> _PROBLEM TO SOLVE_:
Copy the items from the line with "Exercise. Mark the asphalt" through the end of the items, changing "pickup truck" to "truck" and keeping everything else the same.

> _SUPPLIED INFORMATION_:
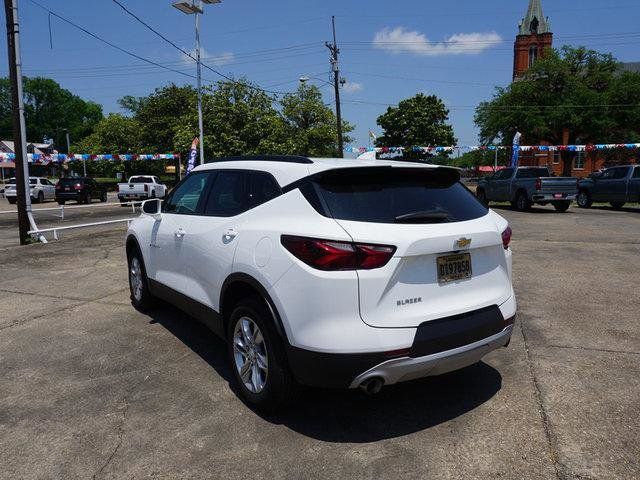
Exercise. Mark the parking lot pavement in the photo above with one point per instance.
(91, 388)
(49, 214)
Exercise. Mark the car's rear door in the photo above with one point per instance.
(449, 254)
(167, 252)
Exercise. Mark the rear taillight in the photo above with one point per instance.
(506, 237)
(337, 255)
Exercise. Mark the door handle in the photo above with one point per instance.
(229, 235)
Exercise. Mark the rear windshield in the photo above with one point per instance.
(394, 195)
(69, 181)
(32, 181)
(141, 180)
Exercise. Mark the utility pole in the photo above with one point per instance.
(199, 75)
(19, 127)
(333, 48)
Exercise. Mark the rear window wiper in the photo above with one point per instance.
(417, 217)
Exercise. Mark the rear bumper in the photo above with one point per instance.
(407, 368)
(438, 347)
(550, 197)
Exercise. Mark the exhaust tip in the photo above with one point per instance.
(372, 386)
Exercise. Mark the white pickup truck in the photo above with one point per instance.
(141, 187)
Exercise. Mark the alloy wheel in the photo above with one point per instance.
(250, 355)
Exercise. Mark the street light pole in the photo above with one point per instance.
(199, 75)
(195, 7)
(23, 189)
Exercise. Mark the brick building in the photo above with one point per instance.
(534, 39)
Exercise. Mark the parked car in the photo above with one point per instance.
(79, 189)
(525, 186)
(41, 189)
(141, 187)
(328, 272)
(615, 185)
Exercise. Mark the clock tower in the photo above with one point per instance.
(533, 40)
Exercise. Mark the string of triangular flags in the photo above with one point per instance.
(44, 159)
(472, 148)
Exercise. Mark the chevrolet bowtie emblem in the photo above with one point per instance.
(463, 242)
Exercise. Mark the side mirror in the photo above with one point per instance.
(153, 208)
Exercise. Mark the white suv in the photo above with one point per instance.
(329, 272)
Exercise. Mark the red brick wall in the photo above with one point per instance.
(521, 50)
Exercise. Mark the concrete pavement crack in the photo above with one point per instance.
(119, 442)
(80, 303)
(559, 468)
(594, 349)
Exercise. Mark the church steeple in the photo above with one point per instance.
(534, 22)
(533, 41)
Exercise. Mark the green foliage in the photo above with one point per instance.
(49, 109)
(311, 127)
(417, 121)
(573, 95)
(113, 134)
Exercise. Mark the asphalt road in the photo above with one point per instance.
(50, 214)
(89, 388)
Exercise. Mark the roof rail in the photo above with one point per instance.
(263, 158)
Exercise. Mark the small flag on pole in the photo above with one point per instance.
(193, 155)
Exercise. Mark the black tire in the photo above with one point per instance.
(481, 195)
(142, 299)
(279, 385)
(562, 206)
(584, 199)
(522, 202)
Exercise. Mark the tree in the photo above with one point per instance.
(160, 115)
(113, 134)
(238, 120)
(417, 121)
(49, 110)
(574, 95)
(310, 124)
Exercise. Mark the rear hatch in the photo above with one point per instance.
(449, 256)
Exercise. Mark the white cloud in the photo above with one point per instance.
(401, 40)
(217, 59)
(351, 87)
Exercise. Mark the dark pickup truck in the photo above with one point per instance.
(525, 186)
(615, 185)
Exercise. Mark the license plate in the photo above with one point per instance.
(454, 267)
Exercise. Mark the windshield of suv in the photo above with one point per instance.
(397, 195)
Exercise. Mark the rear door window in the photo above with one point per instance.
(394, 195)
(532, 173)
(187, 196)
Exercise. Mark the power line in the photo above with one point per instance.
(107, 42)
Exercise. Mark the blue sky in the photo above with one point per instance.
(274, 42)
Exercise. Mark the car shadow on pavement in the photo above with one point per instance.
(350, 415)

> _EXERCISE RESULT_:
Exercise. Mark the asphalt road in the photo above with one point per instance.
(50, 214)
(89, 388)
Exercise. Mark the roof rail in the photo above with one point per instance.
(263, 158)
Exercise. Mark the small flag on pole in the photo above with one point per instance.
(193, 155)
Exercise. Mark the black tire in the photo above with one point per instance.
(481, 195)
(142, 299)
(279, 385)
(562, 206)
(584, 199)
(522, 202)
Exercise. Mark the tree in the photo above with one point per instance.
(160, 115)
(113, 134)
(238, 120)
(417, 121)
(49, 110)
(574, 95)
(310, 124)
Exercise. Mark the rear hatch in the photo above with one point per instance.
(449, 256)
Exercise. Mark the white cloud in the photo above with one point per instance.
(401, 40)
(217, 59)
(351, 87)
Exercise. Mark the dark truck in the photo above with one point per instance.
(525, 186)
(615, 185)
Exercise. Mark the license plate in the photo above with one point per instance.
(454, 267)
Exercise. Mark the windshield of suv in the photo above with one point per instance.
(397, 195)
Exercise. Mark the rear door window in the photo above with one point per instance.
(394, 195)
(532, 173)
(187, 196)
Exercise. Mark the power line in the photo above with one point per instance.
(107, 42)
Exercise. Mark the blue sky in the photo above with one point per instance.
(274, 42)
Exercise. Mark the car shadow on pavement in the photo above with one point per instance.
(350, 415)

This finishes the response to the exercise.